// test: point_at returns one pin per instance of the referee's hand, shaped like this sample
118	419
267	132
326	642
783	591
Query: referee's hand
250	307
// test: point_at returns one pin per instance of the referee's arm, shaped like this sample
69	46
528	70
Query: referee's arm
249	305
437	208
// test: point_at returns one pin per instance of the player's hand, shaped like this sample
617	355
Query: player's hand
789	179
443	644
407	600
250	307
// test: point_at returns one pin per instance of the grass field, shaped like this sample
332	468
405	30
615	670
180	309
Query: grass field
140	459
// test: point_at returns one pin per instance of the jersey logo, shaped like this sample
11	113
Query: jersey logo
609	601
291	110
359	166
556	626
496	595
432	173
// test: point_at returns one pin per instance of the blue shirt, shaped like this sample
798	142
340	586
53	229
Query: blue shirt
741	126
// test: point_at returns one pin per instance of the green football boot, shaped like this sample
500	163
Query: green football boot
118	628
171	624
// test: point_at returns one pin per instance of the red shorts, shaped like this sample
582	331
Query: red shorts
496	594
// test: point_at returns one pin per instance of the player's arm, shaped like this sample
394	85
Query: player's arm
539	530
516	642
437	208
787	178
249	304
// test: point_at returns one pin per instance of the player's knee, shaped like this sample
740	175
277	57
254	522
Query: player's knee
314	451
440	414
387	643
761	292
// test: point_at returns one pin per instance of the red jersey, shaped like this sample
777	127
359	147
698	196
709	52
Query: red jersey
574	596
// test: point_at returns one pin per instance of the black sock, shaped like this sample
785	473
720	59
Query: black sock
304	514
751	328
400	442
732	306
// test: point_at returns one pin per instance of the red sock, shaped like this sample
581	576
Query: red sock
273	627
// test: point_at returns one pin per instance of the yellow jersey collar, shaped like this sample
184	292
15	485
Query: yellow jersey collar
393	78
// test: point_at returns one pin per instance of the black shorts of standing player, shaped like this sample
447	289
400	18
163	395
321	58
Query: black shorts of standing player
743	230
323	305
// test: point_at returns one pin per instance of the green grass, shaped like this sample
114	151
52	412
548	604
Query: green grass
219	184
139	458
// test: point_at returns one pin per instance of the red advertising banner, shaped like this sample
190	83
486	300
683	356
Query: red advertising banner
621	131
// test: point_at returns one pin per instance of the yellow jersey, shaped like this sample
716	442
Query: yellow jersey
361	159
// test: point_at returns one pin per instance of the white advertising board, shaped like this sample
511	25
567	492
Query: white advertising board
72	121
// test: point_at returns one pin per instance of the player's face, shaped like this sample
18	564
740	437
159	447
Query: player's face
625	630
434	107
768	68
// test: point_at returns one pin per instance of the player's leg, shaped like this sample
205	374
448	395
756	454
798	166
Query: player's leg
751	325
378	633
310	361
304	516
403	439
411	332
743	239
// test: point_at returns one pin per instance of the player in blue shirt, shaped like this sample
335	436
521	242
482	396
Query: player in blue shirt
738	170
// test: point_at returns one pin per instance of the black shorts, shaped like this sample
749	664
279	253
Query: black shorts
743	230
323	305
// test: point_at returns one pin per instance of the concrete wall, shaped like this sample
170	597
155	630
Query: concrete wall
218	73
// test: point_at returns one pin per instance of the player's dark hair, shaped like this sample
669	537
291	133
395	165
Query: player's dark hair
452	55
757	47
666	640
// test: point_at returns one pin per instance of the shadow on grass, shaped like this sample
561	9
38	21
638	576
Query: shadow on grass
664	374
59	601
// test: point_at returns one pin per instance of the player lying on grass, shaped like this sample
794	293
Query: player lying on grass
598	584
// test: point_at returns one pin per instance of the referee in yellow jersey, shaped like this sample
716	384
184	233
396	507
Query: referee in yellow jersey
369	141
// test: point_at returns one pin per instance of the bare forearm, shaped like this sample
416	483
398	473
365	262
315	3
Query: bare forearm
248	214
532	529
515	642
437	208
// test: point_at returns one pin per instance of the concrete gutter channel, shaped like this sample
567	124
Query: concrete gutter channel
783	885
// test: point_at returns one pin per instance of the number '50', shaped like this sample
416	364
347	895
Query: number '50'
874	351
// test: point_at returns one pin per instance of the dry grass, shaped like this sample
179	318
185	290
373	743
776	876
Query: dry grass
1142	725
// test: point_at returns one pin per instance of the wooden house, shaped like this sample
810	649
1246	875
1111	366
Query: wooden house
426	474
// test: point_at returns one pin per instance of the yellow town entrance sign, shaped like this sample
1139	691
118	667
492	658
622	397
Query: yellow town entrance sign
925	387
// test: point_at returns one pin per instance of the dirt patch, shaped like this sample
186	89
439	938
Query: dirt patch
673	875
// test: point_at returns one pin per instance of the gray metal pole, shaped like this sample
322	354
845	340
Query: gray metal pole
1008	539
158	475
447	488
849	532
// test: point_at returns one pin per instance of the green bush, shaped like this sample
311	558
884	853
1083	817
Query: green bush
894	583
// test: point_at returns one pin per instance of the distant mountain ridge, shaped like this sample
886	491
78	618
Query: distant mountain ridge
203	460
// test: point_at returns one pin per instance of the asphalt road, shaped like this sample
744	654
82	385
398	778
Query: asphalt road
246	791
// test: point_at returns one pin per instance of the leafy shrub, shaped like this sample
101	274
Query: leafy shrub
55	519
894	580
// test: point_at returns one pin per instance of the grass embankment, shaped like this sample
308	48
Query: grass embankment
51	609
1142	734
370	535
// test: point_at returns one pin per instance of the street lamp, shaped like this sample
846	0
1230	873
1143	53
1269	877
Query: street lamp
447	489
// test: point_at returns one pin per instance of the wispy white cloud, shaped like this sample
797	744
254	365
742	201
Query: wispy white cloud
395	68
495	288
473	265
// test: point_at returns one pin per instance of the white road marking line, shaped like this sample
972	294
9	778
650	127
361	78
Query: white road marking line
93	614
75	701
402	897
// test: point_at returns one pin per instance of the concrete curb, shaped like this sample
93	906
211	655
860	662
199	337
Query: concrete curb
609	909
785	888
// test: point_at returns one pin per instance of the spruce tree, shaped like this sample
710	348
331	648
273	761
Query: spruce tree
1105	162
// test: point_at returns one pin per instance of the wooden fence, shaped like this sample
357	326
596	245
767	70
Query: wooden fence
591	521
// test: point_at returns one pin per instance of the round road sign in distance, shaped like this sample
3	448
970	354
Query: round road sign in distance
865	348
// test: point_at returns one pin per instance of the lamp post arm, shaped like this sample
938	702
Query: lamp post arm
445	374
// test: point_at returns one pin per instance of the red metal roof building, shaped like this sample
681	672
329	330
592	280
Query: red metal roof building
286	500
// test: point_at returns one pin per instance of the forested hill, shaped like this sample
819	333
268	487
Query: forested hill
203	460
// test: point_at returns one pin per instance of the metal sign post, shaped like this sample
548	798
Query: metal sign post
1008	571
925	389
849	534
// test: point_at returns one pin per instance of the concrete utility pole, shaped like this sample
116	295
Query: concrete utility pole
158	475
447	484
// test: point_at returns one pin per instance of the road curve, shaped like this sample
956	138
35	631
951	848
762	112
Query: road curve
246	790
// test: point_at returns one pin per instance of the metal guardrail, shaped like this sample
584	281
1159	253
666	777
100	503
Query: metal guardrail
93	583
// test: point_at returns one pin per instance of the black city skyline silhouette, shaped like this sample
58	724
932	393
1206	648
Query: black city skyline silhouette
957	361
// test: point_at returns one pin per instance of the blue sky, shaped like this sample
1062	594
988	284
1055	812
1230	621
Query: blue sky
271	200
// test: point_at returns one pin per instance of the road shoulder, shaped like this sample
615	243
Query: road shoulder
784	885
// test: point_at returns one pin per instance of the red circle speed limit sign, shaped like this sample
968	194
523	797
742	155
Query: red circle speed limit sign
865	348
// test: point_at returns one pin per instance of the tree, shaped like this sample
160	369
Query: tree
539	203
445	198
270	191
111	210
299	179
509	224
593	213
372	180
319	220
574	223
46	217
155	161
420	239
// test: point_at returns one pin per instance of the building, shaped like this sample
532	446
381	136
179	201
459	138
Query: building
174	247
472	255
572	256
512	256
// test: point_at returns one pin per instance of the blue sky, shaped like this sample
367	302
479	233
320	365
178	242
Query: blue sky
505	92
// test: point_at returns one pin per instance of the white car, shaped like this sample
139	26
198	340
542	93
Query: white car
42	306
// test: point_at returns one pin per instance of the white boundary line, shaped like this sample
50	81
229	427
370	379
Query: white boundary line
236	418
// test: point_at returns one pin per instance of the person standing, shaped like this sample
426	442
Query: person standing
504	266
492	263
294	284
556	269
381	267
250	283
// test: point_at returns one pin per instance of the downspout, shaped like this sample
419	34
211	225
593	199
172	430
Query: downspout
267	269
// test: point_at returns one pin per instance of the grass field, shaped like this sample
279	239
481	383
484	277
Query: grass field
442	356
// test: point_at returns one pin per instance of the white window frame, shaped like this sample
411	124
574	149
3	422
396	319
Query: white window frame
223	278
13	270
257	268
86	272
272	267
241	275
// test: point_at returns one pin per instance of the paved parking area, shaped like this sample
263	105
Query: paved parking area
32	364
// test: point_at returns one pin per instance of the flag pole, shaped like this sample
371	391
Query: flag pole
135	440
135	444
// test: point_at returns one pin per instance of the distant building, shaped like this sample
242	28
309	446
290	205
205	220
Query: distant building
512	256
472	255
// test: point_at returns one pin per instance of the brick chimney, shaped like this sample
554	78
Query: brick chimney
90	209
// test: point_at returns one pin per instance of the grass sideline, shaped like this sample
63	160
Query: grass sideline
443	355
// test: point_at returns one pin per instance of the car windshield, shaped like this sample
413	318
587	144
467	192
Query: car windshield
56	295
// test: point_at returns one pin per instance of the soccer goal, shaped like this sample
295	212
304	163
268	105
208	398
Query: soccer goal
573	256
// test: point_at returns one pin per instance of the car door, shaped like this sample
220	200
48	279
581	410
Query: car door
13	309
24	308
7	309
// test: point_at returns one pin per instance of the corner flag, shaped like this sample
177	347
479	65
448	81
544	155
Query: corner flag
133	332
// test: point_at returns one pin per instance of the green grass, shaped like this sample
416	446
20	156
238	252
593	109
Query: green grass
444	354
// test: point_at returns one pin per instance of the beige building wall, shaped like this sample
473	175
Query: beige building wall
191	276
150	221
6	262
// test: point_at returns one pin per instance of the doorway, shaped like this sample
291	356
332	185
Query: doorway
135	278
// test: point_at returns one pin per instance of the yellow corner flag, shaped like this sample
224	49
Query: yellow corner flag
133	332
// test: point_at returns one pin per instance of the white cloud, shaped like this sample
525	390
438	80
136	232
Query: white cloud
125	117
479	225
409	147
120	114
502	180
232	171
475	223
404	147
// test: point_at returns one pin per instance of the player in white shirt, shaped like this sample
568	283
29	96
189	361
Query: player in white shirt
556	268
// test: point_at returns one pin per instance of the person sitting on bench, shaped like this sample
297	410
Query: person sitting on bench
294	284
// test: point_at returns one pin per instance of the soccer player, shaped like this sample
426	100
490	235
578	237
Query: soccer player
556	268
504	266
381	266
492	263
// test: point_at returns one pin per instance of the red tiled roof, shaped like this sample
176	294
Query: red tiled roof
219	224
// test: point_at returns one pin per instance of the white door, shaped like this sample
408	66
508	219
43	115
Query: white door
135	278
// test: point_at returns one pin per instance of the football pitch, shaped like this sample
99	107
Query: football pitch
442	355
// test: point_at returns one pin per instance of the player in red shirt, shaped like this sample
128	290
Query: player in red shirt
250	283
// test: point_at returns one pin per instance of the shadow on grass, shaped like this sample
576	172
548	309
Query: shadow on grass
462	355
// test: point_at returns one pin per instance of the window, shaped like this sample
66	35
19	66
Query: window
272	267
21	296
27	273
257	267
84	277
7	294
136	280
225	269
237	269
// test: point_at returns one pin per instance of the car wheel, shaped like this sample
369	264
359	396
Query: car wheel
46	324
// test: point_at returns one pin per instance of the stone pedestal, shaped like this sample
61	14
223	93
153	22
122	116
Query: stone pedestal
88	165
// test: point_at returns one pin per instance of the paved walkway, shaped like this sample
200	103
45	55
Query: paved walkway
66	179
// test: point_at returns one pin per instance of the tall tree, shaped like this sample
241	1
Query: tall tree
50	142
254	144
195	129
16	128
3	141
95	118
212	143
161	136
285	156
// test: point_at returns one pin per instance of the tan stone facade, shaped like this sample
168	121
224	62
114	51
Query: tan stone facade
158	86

> **What you are asked to do**
The answer should consist of the lines from the one with "Query: paved walkway" through the last line of the entries, duplicated exactly and nothing more.

> **Result of the task**
Query: paved walkway
66	179
// test: point_at returns one pin per instance of the tall tree, shaped like this sample
241	1
Query: tall tree
50	142
254	144
195	129
16	128
3	141
95	118
212	143
161	136
285	156
// test: point_at returns one pin per instance of the tan stone facade, shaped like this sample
168	121
224	62
114	51
Query: tan stone facade
158	86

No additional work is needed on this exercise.